Problem requirements: An acceptable response holds only the line containing "Task: locate the bride's nose" and every line after it to the end of the records, each reproduced exactly.

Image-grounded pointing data
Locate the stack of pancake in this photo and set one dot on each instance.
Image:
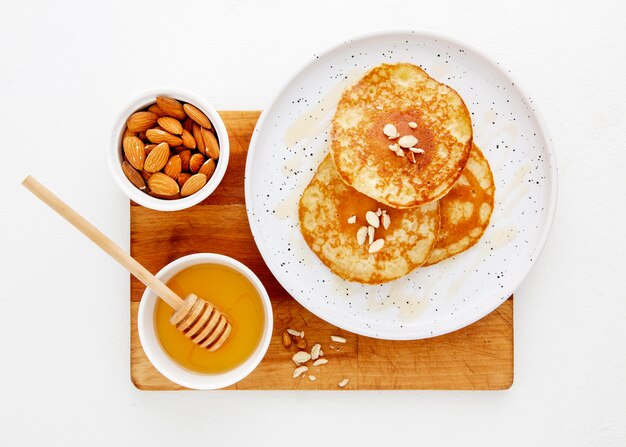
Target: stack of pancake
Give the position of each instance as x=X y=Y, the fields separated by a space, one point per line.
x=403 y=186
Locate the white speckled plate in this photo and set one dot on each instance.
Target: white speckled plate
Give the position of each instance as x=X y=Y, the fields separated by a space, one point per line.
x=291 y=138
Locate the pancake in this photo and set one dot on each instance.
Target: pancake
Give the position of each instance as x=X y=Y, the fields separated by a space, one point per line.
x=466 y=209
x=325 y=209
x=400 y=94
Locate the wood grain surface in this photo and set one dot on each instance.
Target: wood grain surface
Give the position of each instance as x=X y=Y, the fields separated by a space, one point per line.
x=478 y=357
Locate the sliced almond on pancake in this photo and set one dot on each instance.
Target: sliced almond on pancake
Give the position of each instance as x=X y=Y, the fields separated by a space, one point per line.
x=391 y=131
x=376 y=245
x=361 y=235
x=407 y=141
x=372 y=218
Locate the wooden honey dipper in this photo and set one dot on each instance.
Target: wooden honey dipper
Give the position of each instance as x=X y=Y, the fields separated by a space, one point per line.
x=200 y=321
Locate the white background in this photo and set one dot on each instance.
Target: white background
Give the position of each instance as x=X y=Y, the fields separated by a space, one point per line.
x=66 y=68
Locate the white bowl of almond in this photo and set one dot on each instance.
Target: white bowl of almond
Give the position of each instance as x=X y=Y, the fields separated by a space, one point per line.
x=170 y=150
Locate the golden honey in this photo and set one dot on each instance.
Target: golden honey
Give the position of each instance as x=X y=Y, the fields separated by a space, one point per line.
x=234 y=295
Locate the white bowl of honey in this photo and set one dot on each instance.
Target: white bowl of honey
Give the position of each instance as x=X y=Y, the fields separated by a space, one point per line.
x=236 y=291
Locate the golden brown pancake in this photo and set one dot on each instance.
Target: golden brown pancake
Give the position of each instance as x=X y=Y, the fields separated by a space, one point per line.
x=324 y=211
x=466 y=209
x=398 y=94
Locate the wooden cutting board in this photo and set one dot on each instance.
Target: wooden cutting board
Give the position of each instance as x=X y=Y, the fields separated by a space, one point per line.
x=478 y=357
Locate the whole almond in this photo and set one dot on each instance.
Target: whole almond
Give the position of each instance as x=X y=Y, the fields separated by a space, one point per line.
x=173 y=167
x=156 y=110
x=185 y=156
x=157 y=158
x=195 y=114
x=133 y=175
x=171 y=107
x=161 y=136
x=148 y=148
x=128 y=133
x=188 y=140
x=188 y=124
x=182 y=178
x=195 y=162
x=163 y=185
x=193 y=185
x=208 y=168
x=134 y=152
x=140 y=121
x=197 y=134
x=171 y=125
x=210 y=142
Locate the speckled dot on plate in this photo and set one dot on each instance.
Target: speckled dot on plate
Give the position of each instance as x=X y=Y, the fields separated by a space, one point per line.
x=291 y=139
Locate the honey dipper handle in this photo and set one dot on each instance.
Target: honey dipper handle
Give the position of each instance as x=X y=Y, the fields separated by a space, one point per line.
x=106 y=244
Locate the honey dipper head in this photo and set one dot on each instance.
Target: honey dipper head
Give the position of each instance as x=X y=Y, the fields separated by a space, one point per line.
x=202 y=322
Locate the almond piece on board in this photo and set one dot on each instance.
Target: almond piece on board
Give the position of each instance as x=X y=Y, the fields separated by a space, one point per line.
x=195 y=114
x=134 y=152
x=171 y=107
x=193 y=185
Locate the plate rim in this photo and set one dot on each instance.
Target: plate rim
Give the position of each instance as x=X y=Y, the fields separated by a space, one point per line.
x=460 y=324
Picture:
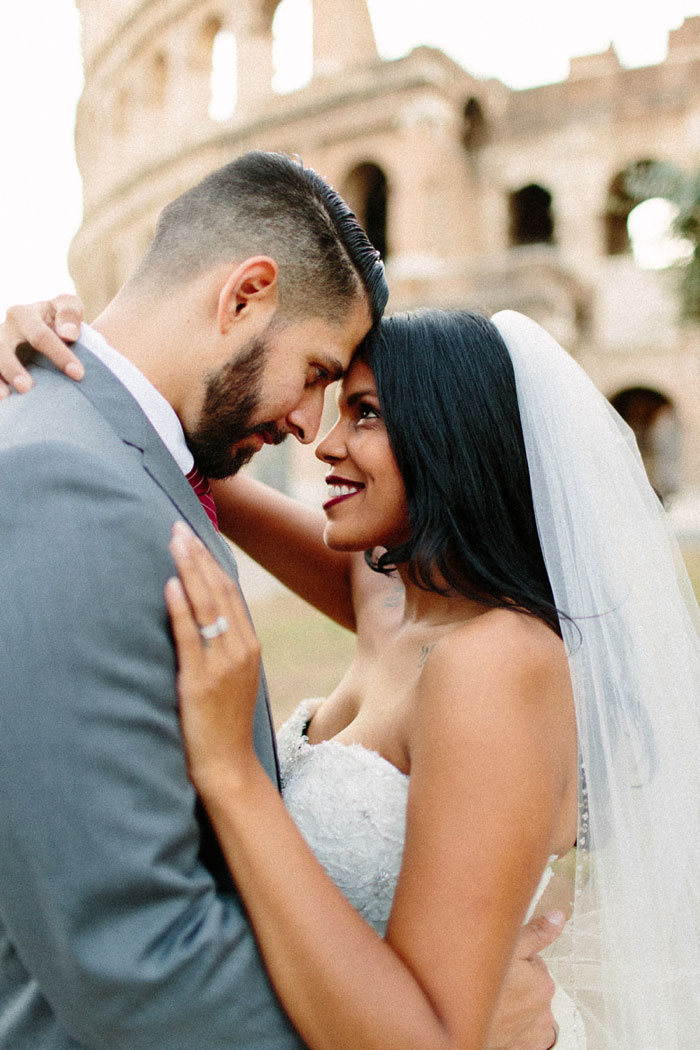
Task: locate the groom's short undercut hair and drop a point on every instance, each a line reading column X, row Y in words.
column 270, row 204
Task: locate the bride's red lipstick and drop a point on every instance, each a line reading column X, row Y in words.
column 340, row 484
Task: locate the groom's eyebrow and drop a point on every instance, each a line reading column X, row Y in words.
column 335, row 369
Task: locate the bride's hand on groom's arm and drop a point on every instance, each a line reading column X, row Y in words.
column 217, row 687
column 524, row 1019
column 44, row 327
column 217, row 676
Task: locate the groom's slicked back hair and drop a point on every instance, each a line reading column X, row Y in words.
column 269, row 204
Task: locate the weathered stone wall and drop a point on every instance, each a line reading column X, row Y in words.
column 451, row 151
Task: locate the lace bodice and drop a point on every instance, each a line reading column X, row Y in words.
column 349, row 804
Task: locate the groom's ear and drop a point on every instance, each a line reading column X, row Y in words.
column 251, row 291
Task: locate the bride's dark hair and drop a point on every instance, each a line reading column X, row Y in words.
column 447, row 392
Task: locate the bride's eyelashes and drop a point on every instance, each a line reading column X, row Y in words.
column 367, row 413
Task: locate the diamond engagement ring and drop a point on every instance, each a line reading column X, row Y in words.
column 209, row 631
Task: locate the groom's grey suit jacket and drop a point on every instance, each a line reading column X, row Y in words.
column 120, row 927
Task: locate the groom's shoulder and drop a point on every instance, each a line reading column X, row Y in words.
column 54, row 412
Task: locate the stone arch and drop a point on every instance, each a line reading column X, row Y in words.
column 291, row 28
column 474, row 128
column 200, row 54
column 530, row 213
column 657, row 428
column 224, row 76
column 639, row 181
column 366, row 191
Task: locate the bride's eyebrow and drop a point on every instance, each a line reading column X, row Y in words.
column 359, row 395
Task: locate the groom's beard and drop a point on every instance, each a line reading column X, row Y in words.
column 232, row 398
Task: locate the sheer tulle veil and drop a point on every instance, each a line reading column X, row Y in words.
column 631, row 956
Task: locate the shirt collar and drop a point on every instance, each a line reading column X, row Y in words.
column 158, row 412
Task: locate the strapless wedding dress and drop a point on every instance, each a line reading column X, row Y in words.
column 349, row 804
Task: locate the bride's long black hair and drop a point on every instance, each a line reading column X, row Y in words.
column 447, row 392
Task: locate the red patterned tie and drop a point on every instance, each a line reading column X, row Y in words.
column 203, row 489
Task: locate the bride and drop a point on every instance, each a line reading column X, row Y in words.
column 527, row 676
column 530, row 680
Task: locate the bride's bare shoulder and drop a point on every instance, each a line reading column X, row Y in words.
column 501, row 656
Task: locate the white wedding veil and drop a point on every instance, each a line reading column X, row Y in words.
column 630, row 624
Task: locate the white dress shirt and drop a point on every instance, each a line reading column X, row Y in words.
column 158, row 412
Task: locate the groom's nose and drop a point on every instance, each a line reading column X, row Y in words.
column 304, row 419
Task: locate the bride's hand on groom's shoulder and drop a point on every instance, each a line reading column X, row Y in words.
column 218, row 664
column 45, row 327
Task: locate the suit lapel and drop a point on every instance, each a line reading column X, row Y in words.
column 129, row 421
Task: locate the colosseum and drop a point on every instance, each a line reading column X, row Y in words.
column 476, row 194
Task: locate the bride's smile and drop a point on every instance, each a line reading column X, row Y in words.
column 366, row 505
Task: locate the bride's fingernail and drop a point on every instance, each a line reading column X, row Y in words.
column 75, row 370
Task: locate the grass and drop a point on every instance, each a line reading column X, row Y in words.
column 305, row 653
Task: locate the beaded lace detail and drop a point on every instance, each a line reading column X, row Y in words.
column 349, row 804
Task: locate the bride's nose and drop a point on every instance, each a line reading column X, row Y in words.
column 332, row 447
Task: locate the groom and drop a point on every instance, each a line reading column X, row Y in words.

Result of the task:
Task: locate the bride's nose and drop a point on every instance, each a line reading column X, row Y in words.
column 332, row 447
Task: locate the groom and drop a point on every instance, each a line reading column X, row Y in words.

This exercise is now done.